++++ SELECTED EXCERPT ++++

Does it matter that in such high numbers of births natural oxytocin is replaced by synthetic oxytocin (which, while able to drive contractions, doesn’t cross the blood-brain barrier and therefore doesn’t initiate bonding behaviors)? Does it matter that in so many births medical pain relief options, pethidine and epidural anesthesia, replace oxytocin, natural endorphins and intense human support? That synthetic oxytocin delivers the placenta, replacing the surge of natural oxytocin that facilitates bonding and loving connections?

Well, social anthropologists, physiology researchers and neurobiologists say it means a lot. And so do many of the mothers who have unwittingly ended up with one of these ‘no love hormone’ births. Much of the new discipline of neurobiology takes as its basic premise the importance of our species’ need for social connectedness and empathy (both underpinned by oxytocin), in other words—love. They don’t specifically look at what happens during birth, but they do look at the earliest interactions of babies with their carers, generally mothers. They take as their starting point this early infant period and the absolute need for the human infant to be securely attached to nurturing caregivers for its ongoing physical, mental and relational ‘thriving’. They know that the quality of our early interactions and nurturing (or not) affect our biology.

++++

_REQUIRED ACTIONS_:
1. Answer these questions using the passage on oxytocin and birth.
(a) According to the passage, why does synthetic oxytocin not initiate bonding behaviors?
(b) Which two medical pain relief options does the passage name?
(c) Which two things does the passage say are underpinned by oxytocin?
2. Retype the passage on oxytocin and birth from "Well, social anthropologists, physiology" up to and including "affect our biology.".

++++ SOURCE MATERIAL ++++

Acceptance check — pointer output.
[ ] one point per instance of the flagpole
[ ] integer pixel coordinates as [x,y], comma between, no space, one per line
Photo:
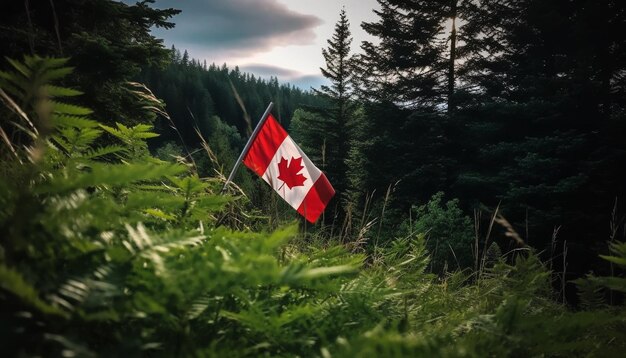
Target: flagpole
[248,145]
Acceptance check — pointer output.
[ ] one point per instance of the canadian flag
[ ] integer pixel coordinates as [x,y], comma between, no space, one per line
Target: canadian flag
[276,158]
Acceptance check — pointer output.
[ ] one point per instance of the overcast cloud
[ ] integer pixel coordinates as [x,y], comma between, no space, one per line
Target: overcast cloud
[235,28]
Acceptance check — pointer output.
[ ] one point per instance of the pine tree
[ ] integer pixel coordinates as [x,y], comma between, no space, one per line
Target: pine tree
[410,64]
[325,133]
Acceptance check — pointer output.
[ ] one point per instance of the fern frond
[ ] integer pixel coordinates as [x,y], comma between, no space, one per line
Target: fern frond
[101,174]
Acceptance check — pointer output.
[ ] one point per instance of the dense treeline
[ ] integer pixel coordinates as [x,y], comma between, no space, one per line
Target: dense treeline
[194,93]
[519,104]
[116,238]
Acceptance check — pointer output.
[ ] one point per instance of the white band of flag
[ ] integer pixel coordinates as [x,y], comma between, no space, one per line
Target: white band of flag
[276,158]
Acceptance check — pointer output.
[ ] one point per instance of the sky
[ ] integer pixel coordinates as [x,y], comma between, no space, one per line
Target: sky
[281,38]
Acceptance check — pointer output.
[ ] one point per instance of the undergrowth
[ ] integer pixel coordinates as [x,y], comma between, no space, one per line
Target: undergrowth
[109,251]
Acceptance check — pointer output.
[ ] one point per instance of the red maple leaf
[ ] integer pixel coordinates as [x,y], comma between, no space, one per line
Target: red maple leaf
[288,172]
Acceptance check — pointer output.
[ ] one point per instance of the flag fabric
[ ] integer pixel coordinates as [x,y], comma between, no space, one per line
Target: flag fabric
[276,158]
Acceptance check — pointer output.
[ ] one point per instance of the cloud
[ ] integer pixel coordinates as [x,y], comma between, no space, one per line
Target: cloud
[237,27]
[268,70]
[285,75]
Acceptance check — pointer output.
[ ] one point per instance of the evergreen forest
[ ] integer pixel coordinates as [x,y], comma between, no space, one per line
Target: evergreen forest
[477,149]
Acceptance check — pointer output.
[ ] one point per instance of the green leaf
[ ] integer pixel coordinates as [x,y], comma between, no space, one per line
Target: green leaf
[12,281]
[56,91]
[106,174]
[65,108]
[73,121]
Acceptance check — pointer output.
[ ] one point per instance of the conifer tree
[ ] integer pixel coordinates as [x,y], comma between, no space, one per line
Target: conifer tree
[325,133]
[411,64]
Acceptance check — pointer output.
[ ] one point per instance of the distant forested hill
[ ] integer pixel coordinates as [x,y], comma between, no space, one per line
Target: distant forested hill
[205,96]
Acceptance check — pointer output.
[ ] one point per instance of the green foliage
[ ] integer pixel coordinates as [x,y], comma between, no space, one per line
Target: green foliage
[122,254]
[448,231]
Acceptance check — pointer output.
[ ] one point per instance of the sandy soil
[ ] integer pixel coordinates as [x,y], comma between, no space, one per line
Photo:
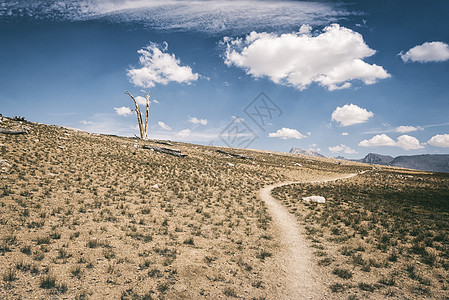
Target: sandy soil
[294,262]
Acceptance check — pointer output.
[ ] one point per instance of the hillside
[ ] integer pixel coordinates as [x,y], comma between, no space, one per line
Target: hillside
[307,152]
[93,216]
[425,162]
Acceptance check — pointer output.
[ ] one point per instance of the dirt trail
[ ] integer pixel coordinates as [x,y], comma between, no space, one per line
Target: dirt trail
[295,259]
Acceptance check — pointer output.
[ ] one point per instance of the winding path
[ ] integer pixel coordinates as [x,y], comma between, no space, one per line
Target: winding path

++++

_ANSWERS BY ITEM NUMBER_:
1.
(a) It doesn't cross the blood-brain barrier.
(b) Pethidine and epidural anesthesia.
(c) Social connectedness and empathy.

2.
Well, social anthropologists, physiology researchers and neurobiologists say it means a lot. And so do many of the mothers who have unwittingly ended up with one of these ‘no love hormone’ births. Much of the new discipline of neurobiology takes as its basic premise the importance of our species’ need for social connectedness and empathy (both underpinned by oxytocin), in other words—love. They don’t specifically look at what happens during birth, but they do look at the earliest interactions of babies with their carers, generally mothers. They take as their starting point this early infant period and the absolute need for the human infant to be securely attached to nurturing caregivers for its ongoing physical, mental and relational ‘thriving’. They know that the quality of our early interactions and nurturing (or not) affect our biology.